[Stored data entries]
= = =

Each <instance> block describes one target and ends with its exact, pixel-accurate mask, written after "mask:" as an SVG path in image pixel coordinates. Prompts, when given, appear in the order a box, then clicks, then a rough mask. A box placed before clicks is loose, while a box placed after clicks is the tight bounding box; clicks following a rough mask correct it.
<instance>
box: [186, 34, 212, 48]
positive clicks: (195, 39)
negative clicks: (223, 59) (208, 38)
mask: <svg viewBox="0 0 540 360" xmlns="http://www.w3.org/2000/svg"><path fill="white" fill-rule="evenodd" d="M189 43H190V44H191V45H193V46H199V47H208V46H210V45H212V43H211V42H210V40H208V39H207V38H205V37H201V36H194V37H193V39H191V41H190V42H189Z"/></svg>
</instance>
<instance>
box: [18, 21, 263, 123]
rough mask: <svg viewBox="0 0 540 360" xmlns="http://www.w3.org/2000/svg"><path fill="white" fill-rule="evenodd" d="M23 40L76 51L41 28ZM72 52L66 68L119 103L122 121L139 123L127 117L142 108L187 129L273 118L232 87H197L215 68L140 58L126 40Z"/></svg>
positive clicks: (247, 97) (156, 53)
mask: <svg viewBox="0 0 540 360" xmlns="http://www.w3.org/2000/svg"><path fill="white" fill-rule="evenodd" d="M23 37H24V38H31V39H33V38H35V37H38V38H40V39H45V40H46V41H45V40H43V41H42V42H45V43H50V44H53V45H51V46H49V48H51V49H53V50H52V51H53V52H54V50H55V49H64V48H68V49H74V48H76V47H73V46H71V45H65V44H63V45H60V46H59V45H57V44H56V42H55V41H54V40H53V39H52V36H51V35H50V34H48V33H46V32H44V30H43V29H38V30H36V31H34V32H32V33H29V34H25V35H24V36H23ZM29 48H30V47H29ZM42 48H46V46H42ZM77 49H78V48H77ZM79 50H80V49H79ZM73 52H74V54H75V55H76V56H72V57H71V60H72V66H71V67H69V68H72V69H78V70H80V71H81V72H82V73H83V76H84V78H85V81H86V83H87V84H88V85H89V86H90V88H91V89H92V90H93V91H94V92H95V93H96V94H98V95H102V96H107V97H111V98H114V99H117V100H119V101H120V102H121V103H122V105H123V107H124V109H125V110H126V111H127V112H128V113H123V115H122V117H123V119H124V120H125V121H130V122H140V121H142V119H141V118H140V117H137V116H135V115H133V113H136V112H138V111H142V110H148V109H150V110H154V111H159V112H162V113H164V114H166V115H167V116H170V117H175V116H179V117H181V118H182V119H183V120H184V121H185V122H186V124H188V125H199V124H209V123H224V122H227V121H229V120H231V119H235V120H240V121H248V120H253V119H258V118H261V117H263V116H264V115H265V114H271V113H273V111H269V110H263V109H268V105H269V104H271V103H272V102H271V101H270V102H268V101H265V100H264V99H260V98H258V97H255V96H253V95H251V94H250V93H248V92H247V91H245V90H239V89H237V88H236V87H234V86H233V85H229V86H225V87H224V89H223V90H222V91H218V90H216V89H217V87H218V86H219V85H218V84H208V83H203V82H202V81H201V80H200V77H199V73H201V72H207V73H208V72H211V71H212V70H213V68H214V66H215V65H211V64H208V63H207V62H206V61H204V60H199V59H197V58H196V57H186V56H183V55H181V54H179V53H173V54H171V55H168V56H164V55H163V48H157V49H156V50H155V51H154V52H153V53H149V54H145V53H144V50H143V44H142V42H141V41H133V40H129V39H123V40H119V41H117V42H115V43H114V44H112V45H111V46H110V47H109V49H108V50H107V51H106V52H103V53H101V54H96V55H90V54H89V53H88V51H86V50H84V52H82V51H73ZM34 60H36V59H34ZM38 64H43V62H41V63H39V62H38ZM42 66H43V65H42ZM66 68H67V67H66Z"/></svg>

= = =

### [REQUIREMENT]
After reading the entries, reproduce every one of them exactly.

### [REPLY]
Each <instance> block describes one target and ends with its exact, pixel-accurate mask, written after "mask:" as an SVG path in image pixel coordinates. Prompts, when given, appear in the order a box, then clicks, then a rough mask. A box placed before clicks is loose, while a box placed after clicks is the tight bounding box; clicks following a rough mask correct it.
<instance>
box: [186, 34, 212, 48]
positive clicks: (195, 39)
negative clicks: (223, 59) (208, 38)
mask: <svg viewBox="0 0 540 360" xmlns="http://www.w3.org/2000/svg"><path fill="white" fill-rule="evenodd" d="M189 43H190V44H191V45H193V46H199V47H208V46H210V45H212V43H211V42H210V40H208V39H207V38H205V37H201V36H194V37H193V39H191V41H190V42H189Z"/></svg>
</instance>
<instance>
box: [18, 21, 263, 123]
rough mask: <svg viewBox="0 0 540 360" xmlns="http://www.w3.org/2000/svg"><path fill="white" fill-rule="evenodd" d="M23 40L76 51L41 28ZM72 52L66 68L119 103L122 121L139 123L127 117L142 108L187 129L273 118L232 87H197L215 68L140 58L126 40Z"/></svg>
positive clicks: (247, 97) (156, 53)
mask: <svg viewBox="0 0 540 360" xmlns="http://www.w3.org/2000/svg"><path fill="white" fill-rule="evenodd" d="M23 37H24V38H31V39H33V38H35V37H38V38H40V39H45V40H46V41H45V40H43V41H42V42H45V43H50V44H53V45H51V46H49V48H51V49H53V50H52V51H53V52H54V50H55V49H64V48H68V49H74V48H76V47H73V46H71V45H65V44H63V45H60V46H59V45H57V44H56V42H55V41H54V40H53V39H52V36H51V35H50V34H48V33H46V32H44V30H43V29H38V30H36V31H34V32H32V33H29V34H25V35H24V36H23ZM29 48H30V47H29ZM42 48H46V46H42ZM77 49H78V48H77ZM79 50H80V49H79ZM73 52H74V54H75V55H76V56H72V57H71V60H72V66H71V67H69V68H72V69H78V70H80V71H81V72H82V73H83V76H84V78H85V81H86V83H87V84H88V85H89V86H90V88H91V89H92V90H93V91H94V92H95V93H96V94H98V95H102V96H107V97H111V98H114V99H117V100H119V101H120V102H121V103H122V105H123V107H124V109H125V110H126V111H127V112H128V113H123V115H122V117H123V119H124V120H125V121H130V122H140V121H142V119H141V118H140V117H137V116H135V115H133V113H136V112H138V111H142V110H148V109H150V110H154V111H159V112H162V113H164V114H166V115H167V116H170V117H175V116H179V117H181V118H182V119H183V120H184V121H185V122H186V124H188V125H199V124H209V123H224V122H227V121H229V120H231V119H235V120H240V121H248V120H253V119H258V118H261V117H263V116H264V115H265V114H271V113H273V111H269V110H263V109H268V105H269V104H271V103H272V102H271V101H270V102H268V101H265V100H264V99H260V98H258V97H255V96H253V95H251V94H250V93H248V92H247V91H245V90H239V89H237V88H236V87H234V86H233V85H229V86H225V87H224V89H223V90H222V91H218V90H216V89H217V87H218V86H219V85H218V84H208V83H203V82H202V81H201V80H200V77H199V73H201V72H207V73H208V72H211V71H212V70H213V68H214V66H215V65H211V64H208V63H207V62H206V61H204V60H199V59H197V58H196V57H186V56H183V55H181V54H179V53H173V54H171V55H168V56H164V55H163V48H157V49H156V50H155V51H154V52H153V53H149V54H145V53H144V50H143V44H142V42H141V41H133V40H129V39H123V40H119V41H117V42H115V43H114V44H112V45H111V46H110V47H109V49H108V50H107V51H106V52H103V53H101V54H96V55H90V54H89V53H88V51H86V50H84V52H82V51H73ZM34 60H36V59H34ZM38 64H43V62H41V63H39V62H38ZM42 66H43V65H42ZM66 68H67V67H66Z"/></svg>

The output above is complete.